Aim of the task = Can the data below be echoed back word for word?

==================================================

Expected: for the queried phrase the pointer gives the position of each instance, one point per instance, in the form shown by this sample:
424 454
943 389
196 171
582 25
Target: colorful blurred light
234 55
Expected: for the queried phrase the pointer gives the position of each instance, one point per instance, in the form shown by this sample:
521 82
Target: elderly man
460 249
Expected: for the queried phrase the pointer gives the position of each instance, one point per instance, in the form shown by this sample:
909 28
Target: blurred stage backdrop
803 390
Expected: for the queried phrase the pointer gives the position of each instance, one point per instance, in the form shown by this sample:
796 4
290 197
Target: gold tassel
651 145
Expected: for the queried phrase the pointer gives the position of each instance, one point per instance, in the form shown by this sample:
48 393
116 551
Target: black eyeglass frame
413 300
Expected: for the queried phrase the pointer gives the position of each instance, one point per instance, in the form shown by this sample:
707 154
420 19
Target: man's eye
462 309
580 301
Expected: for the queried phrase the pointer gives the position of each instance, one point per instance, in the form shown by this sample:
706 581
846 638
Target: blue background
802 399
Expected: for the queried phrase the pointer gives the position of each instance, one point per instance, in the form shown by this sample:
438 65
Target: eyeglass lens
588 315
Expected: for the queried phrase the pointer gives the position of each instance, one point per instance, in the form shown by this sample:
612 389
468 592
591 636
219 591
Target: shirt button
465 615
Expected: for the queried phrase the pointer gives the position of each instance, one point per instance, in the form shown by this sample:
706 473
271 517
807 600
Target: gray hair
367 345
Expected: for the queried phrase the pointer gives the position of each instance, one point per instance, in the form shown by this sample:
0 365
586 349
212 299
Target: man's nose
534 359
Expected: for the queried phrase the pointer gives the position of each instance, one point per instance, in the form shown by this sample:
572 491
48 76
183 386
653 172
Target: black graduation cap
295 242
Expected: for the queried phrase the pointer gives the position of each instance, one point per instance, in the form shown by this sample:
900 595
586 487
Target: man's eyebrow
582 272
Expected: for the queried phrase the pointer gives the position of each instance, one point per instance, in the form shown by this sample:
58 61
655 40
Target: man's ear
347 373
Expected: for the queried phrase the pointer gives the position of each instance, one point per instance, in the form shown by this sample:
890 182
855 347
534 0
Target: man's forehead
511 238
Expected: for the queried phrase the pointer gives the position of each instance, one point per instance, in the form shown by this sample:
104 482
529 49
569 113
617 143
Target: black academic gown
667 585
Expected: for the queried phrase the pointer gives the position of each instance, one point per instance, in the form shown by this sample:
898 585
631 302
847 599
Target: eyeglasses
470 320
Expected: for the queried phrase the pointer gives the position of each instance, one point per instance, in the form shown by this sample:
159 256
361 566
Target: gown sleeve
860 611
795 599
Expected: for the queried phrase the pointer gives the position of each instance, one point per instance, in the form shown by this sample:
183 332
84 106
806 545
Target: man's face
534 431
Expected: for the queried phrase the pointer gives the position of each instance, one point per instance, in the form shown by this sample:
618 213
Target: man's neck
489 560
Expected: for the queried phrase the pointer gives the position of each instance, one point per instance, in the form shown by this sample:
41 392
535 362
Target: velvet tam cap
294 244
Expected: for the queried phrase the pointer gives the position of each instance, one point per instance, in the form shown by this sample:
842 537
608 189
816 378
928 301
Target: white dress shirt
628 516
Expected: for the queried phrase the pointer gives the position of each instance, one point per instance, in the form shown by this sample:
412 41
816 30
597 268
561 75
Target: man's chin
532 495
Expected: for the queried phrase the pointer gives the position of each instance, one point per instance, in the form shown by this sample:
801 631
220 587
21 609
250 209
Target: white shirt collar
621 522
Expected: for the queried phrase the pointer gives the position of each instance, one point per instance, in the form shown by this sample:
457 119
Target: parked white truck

==================================================

Written answer =
Expected: for the queried phrase the pointer gives the position of each instance, one point per instance, in the form shown by this sample:
424 454
943 389
196 171
582 25
Target: colorful blurred light
234 55
Expected: for the queried phrase the pointer gives the position of each instance, one point per instance, in the form shown by this sample:
521 82
Target: elderly man
460 249
Expected: for the queried phrase the pointer gives the position of each instance, one point per instance, in the form shown by this sample:
909 28
Target: blurred stage backdrop
803 390
Expected: for the queried phrase the pointer gives the position of each instance, one point per instance, in the form shown by this sample:
796 4
290 197
Target: gold tassel
651 145
Expected: for the queried phrase the pointer gives the position of each instance, one point per instance, in the form shown by this sample:
48 393
116 551
Target: black eyeglass frame
413 300
Expected: for the queried phrase the pointer gives the position of each instance, one point per instance, in the form shown by this sample:
707 154
420 19
Target: man's eye
462 309
580 301
Expected: for the queried phrase the pointer gives the position of each instance, one point per instance, in the form shown by this sample:
706 581
846 638
Target: blue background
802 399
Expected: for the queried phrase the pointer gives the position of each instance, one point per instance, in the form shown by this sample:
438 65
Target: eyeglass lens
588 315
Expected: for the queried phrase the pointer gives the position of each instance, one point per instance, in the form shown by this sample:
612 389
468 592
591 636
219 591
Target: shirt button
465 615
Expected: for the queried phrase the pointer gives the position of each instance, one point per instance, in the form shown by this sample:
706 473
271 517
807 600
Target: gray hair
367 345
Expected: for the queried phrase the pointer gives the position of each instance, one point per instance, in the form shown by this sample:
0 365
586 349
212 299
Target: man's nose
534 359
Expected: for the queried phrase the pointer gives the position of each instance, one point per instance, in the form shown by this sample:
572 491
48 76
183 386
653 172
Target: black graduation cap
295 242
Expected: for the queried phrase the pointer gives the position of each instance, one point per instance, in the form shown by this sample:
900 595
586 487
Target: man's eyebrow
582 272
Expected: for the queried phrase the pointer gives the position of each instance, one point per instance, in the form shown by this sample:
58 61
655 40
Target: man's ear
347 373
Expected: for the queried phrase the pointer gives the position of each instance, one point per instance, in the form shown by this sample:
890 182
855 347
534 0
Target: man's forehead
511 238
Expected: for the queried phrase the pointer gives the position of each instance, one point per instance, in the form shown by this sample:
104 482
529 49
569 113
617 143
Target: black academic gown
667 585
Expected: for the queried phrase the pointer gives the position of each instance, one point per instance, in the form shown by this sample:
898 585
631 302
847 599
Target: eyeglasses
470 320
Expected: for the queried phrase the pointer gives the position of each instance, one point per instance, in the form shown by this sample:
159 256
361 566
Target: gown sleeve
860 611
795 599
Expected: for the queried phrase the pointer gives the position of each instance, one point per instance, in the form shown by this sample:
183 332
84 106
806 545
Target: man's face
534 431
Expected: for the queried phrase the pointer gives the position of each instance, one point per instance, in the form shown by this sample:
618 213
Target: man's neck
489 560
Expected: for the queried phrase the pointer gives the position of each instance, one point per instance, in the form shown by this sample:
41 392
535 362
Target: velvet tam cap
294 244
Expected: for the queried phrase the pointer gives the position of each instance, one point per instance, in the form shown by this sample:
842 537
608 189
816 378
928 301
Target: white dress shirt
628 516
Expected: for the queried phrase the pointer gives the position of each instance, one point per instance, in the form shown by this sample:
412 41
816 30
597 268
561 75
Target: man's chin
532 495
Expected: for the queried phrase the pointer gives the position of each instance, one point per instance, in the form shown by this sample:
801 631
220 587
21 609
250 209
Target: white shirt collar
621 522
Expected: for the queried phrase the pointer gives the position of each instance, one point per instance, in the form shown by this sample:
457 119
Target: parked white truck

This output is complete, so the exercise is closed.